* Records shown:

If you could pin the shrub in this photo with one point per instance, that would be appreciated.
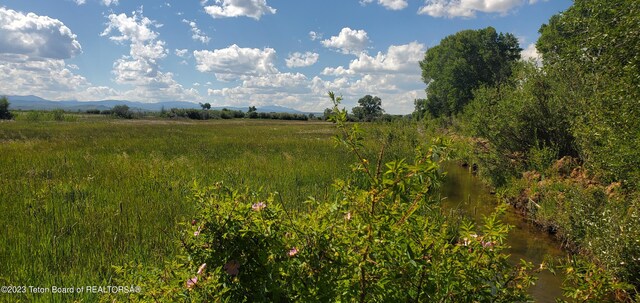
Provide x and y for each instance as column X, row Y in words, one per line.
column 383, row 238
column 5, row 114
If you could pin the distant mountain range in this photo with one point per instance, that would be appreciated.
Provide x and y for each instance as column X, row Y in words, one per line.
column 37, row 103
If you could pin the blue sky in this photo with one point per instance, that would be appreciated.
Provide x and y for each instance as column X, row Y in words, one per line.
column 241, row 52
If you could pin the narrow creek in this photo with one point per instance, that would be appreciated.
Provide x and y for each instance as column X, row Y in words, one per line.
column 467, row 193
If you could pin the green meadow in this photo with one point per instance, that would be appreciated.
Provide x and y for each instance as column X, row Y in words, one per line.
column 79, row 197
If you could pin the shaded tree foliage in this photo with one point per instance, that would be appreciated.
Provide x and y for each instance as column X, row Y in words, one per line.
column 591, row 51
column 370, row 108
column 463, row 62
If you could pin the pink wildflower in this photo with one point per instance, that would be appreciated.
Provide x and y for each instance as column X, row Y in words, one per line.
column 192, row 282
column 292, row 252
column 232, row 268
column 202, row 268
column 258, row 206
column 197, row 232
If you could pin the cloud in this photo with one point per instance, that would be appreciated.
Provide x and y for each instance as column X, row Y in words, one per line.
column 531, row 53
column 197, row 34
column 239, row 8
column 110, row 2
column 32, row 53
column 182, row 53
column 302, row 59
column 37, row 37
column 233, row 62
column 130, row 28
column 399, row 59
column 469, row 8
column 388, row 4
column 314, row 36
column 141, row 67
column 393, row 75
column 348, row 41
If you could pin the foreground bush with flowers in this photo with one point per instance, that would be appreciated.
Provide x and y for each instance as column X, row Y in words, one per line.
column 382, row 238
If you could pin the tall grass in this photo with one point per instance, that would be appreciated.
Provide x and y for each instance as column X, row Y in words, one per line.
column 77, row 198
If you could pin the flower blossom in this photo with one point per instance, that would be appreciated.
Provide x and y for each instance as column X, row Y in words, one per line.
column 292, row 252
column 258, row 206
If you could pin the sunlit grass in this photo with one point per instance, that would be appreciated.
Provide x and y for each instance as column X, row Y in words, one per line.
column 77, row 198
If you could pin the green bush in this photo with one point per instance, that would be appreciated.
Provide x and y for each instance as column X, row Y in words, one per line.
column 382, row 238
column 5, row 114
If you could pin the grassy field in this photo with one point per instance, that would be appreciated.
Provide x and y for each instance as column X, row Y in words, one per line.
column 78, row 197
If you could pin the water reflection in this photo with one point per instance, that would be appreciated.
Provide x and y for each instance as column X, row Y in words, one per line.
column 465, row 193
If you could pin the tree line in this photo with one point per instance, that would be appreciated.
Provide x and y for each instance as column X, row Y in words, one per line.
column 559, row 139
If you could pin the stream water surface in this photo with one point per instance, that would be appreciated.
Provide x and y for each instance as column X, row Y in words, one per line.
column 464, row 192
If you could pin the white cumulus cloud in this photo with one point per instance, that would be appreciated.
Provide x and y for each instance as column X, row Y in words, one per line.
column 239, row 8
column 531, row 53
column 196, row 33
column 141, row 67
column 36, row 36
column 110, row 2
column 469, row 8
column 388, row 4
column 302, row 59
column 234, row 61
column 348, row 41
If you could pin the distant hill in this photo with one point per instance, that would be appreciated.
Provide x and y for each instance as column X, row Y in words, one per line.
column 37, row 103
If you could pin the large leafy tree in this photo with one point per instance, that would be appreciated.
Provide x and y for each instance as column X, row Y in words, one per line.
column 592, row 50
column 464, row 62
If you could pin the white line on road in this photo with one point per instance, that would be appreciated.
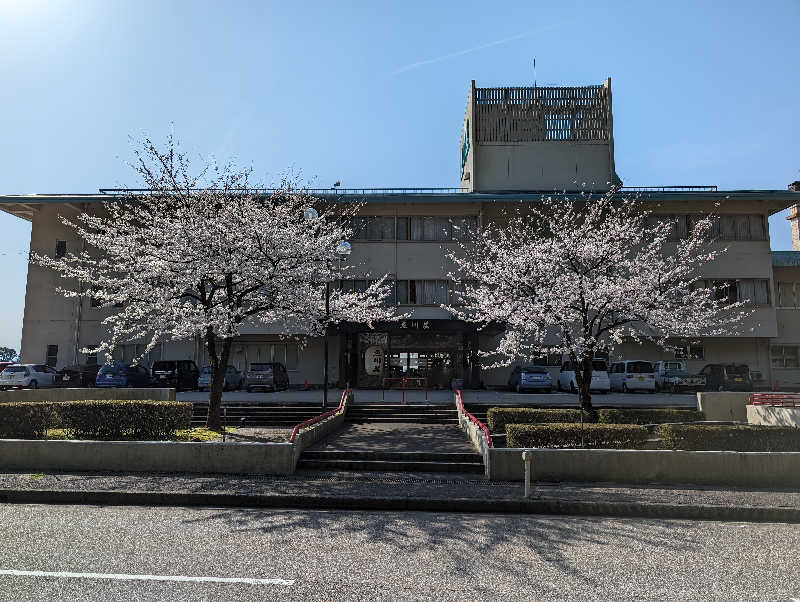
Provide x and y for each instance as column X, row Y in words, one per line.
column 123, row 577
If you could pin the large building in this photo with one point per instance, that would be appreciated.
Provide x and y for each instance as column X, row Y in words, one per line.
column 517, row 144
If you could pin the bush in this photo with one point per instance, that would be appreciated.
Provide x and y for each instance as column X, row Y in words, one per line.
column 650, row 416
column 596, row 436
column 703, row 437
column 116, row 420
column 498, row 418
column 26, row 419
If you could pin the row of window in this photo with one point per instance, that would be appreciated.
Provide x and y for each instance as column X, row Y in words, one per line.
column 417, row 227
column 723, row 227
column 750, row 290
column 415, row 292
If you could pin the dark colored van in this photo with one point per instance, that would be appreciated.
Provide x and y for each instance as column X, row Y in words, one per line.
column 727, row 377
column 178, row 374
column 270, row 376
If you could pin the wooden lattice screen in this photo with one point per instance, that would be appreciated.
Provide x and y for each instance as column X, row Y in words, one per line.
column 533, row 114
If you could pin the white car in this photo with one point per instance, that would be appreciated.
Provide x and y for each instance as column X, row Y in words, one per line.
column 29, row 376
column 633, row 375
column 568, row 382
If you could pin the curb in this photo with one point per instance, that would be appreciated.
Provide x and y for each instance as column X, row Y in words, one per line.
column 547, row 506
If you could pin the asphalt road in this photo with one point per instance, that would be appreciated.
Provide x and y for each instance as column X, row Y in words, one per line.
column 72, row 552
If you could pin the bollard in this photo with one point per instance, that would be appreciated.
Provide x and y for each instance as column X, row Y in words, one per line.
column 527, row 457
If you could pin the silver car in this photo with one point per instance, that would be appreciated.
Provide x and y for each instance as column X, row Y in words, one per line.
column 29, row 376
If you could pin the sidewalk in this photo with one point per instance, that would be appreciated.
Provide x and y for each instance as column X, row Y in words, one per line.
column 399, row 492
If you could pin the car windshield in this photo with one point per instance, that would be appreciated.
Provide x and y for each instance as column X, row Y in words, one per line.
column 260, row 367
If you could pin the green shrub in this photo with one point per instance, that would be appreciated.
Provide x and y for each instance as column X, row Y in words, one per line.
column 596, row 436
column 26, row 419
column 498, row 418
column 116, row 420
column 649, row 416
column 703, row 437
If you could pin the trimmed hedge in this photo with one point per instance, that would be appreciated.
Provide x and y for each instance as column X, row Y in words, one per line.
column 498, row 418
column 649, row 416
column 568, row 435
column 26, row 419
column 100, row 420
column 701, row 437
column 113, row 420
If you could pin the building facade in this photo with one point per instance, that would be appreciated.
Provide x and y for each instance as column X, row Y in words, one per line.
column 517, row 145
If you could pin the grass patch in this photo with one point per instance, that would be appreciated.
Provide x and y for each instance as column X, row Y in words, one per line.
column 200, row 434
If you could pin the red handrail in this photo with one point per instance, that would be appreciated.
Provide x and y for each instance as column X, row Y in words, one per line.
column 319, row 418
column 786, row 400
column 482, row 426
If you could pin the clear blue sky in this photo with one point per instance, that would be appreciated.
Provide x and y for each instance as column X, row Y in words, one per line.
column 373, row 93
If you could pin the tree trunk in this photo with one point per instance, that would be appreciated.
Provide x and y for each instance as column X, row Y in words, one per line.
column 585, row 390
column 219, row 365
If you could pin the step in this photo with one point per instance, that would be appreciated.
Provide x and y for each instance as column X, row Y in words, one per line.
column 392, row 456
column 389, row 466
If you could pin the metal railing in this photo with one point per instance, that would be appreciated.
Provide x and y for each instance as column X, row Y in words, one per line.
column 480, row 425
column 780, row 400
column 319, row 418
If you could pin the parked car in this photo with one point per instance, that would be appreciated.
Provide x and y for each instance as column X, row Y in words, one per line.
column 233, row 379
column 79, row 375
column 122, row 375
column 632, row 375
column 266, row 375
column 180, row 374
column 527, row 378
column 672, row 376
column 600, row 383
column 29, row 376
column 727, row 377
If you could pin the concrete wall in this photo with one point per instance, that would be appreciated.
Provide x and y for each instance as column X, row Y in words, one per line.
column 83, row 394
column 147, row 456
column 723, row 405
column 738, row 469
column 773, row 416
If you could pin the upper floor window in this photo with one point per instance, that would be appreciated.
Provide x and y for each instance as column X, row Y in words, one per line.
column 415, row 227
column 723, row 227
column 61, row 249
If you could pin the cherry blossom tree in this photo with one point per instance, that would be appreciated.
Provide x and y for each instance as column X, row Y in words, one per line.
column 576, row 277
column 206, row 253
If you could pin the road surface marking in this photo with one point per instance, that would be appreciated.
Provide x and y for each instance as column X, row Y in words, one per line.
column 123, row 577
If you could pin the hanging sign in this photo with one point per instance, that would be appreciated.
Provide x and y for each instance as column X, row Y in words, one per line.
column 373, row 360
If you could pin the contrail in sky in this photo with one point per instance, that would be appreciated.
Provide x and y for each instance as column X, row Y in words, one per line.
column 451, row 55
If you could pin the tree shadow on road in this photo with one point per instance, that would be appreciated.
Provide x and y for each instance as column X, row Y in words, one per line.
column 457, row 539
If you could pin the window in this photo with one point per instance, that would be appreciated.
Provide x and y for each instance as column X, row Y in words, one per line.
column 52, row 355
column 785, row 356
column 91, row 355
column 788, row 294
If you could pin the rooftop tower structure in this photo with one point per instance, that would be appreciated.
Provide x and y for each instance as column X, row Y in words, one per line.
column 538, row 139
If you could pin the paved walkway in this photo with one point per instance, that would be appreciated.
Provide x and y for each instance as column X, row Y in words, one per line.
column 397, row 437
column 451, row 492
column 489, row 398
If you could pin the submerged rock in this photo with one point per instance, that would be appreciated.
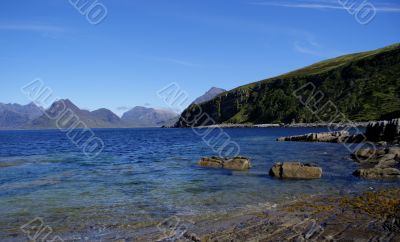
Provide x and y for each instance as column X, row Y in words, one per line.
column 236, row 163
column 334, row 137
column 295, row 170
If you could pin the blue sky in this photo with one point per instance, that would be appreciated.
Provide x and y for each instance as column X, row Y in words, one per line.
column 143, row 45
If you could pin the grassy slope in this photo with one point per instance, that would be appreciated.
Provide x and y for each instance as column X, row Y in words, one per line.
column 364, row 86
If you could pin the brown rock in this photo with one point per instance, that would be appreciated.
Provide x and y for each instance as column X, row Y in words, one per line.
column 214, row 162
column 395, row 151
column 236, row 163
column 378, row 173
column 335, row 137
column 295, row 170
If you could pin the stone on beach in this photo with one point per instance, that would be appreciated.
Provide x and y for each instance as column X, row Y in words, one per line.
column 378, row 163
column 236, row 163
column 378, row 173
column 295, row 170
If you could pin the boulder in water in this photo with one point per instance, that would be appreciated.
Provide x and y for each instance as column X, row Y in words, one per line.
column 295, row 170
column 236, row 163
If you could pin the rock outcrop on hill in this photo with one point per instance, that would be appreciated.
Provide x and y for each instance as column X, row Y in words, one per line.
column 384, row 131
column 362, row 87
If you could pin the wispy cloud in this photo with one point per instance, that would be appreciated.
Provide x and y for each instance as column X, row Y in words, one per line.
column 330, row 5
column 31, row 27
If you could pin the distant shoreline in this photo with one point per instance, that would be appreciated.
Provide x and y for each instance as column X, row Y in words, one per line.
column 294, row 125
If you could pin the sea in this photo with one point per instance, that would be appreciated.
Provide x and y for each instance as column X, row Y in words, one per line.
column 145, row 177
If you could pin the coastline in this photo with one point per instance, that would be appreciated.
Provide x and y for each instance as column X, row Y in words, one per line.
column 366, row 216
column 293, row 125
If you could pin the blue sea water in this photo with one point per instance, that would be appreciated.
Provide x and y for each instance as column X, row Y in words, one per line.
column 144, row 176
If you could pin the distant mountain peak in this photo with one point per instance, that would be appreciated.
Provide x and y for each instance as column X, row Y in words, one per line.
column 148, row 117
column 210, row 94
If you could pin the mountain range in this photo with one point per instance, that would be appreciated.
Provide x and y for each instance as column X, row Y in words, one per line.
column 362, row 86
column 30, row 116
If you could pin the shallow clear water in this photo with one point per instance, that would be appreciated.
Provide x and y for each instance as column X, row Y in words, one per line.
column 147, row 175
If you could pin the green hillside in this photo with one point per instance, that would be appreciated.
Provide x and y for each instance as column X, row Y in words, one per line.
column 364, row 86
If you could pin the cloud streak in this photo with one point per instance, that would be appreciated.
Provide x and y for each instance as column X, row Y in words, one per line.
column 329, row 5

* Prompt: Rewrite the records from the line containing "If you could pin the blue sea" through the end of the records, inclusive, switching "photo" to "image" and leaving everything else unchanged.

* Complete output:
If you could pin the blue sea water in this image with one point per instance, that would be appreciated.
Provide x and y for each instance as column X, row Y in words, one per line.
column 144, row 176
If you could pin the distant mountain peak in this image with one point per instance, that would be appreciated.
Provide x and y for each instance as column X, row Y in words, one per line.
column 148, row 117
column 210, row 94
If you could pin the mountain range in this image with one point per instance, that would be appreciated.
Provide x and y for each instance as column X, row Y in words, one per line.
column 362, row 86
column 30, row 116
If you could pin the shallow clear water in this image with one point per instance, that would be appreciated.
Provide x and y for each instance as column X, row Y in words, one per line.
column 147, row 175
If you could pin the green hillside in this image with one point per instance, that would be appreciated.
Provide x and y for each instance as column X, row Y in words, one per line.
column 364, row 86
If you could pin the cloud streak in this image with one point per instance, that would be appreciated.
Provide x and y for each instance as column X, row Y in words, one per line.
column 329, row 5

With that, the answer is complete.